• [ACTIVITY]: All that is needed is the line containing "of the guardrail" together with each line after it, transcribed exactly to the end of the records.

(Point localization data)
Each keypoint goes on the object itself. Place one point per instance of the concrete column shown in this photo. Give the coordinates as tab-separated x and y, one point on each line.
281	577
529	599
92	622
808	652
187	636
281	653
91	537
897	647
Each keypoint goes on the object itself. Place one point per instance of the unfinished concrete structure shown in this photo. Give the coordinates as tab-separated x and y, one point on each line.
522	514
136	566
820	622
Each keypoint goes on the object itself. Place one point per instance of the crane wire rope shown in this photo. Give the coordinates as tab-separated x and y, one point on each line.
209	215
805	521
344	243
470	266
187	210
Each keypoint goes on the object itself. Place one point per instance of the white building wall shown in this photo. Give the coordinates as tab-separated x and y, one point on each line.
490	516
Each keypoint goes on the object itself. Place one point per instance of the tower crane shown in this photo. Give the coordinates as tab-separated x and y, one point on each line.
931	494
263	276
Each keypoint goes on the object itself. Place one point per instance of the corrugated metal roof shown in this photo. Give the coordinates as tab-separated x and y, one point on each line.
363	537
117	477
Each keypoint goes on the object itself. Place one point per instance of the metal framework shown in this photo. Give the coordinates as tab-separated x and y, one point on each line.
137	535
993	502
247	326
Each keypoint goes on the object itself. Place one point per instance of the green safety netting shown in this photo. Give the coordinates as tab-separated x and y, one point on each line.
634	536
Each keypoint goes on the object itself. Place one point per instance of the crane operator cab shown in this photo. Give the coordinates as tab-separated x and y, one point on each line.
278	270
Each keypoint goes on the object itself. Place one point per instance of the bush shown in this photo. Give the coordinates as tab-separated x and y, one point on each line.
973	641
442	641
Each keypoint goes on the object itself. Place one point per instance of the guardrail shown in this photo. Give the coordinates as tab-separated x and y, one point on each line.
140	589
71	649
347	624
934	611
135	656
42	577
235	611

• [RESPONSE TO THIS EXERCISE]:
Each keypoint goes on the object itself. Place one point per instance of the guardrail shown in this photo. Give the coordinates as tab-separated x and y, one point on each line.
140	589
71	649
347	624
934	611
135	656
42	577
235	611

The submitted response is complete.